*Task statement:*
Locate every line in the listing below that contains the string "dome" and copy each of those lines. Matching is case-sensitive.

Point placement records:

[start]

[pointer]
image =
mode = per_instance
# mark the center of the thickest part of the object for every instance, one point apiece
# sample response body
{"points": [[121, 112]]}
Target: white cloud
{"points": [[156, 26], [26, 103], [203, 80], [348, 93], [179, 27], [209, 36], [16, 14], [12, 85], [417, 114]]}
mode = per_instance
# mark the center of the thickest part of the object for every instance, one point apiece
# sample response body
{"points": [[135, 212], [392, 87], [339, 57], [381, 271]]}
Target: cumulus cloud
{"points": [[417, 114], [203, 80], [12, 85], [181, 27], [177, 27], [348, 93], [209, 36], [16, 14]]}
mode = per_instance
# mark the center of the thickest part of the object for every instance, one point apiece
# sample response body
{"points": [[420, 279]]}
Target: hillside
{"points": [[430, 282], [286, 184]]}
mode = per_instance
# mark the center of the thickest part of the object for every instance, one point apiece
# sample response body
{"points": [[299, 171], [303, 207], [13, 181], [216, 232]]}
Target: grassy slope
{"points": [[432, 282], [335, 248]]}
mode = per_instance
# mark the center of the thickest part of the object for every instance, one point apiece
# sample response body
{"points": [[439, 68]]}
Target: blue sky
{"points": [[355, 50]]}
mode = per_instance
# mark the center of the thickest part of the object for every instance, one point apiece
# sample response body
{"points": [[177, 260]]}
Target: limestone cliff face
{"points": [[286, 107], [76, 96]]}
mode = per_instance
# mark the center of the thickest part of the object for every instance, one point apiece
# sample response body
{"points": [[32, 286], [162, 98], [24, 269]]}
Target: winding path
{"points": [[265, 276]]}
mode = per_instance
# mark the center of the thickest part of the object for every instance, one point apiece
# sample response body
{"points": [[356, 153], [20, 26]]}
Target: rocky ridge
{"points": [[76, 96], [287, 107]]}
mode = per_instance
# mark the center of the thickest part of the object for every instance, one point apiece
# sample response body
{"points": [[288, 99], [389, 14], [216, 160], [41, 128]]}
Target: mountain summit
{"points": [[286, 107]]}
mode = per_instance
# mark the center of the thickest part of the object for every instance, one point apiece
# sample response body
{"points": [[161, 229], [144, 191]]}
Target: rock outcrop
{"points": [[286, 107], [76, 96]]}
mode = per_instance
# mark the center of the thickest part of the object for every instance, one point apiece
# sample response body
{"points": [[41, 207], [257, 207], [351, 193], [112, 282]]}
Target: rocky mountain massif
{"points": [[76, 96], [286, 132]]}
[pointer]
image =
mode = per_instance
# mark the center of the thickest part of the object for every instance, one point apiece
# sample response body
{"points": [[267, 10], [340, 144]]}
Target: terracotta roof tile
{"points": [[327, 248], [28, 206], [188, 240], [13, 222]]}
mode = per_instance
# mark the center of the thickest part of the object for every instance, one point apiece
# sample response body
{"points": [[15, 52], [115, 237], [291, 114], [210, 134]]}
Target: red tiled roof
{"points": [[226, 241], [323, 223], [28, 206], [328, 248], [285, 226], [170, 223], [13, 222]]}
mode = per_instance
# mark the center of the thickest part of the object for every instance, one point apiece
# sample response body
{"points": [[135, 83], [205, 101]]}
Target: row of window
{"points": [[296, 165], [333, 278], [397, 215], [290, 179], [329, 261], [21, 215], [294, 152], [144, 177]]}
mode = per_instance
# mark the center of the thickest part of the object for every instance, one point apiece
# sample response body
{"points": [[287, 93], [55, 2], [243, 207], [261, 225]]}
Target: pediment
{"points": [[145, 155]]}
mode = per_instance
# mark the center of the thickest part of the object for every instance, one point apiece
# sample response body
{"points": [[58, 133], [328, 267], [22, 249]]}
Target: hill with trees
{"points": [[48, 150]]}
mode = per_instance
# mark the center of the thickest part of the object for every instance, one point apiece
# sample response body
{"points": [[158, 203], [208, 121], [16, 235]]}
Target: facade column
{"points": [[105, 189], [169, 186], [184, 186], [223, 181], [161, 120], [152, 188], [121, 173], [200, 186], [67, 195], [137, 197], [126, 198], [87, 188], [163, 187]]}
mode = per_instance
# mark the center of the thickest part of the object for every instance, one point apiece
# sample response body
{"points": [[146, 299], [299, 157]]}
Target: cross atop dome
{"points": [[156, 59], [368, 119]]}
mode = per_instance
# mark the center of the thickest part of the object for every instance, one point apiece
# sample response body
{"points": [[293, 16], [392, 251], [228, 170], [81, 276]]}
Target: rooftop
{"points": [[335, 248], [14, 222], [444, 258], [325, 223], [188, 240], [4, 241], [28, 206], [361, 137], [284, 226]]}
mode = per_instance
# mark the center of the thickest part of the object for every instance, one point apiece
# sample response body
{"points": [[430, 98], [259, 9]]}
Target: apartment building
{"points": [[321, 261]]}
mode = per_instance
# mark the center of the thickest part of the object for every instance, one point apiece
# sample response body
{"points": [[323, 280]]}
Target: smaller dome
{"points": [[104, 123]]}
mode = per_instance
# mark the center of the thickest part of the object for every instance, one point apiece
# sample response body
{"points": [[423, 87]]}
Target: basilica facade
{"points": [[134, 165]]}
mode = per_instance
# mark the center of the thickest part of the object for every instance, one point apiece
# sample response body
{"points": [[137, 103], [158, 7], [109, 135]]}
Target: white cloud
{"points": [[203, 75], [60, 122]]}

[end]

*Reply to the exercise:*
Target: cross atop dome
Target: smaller dome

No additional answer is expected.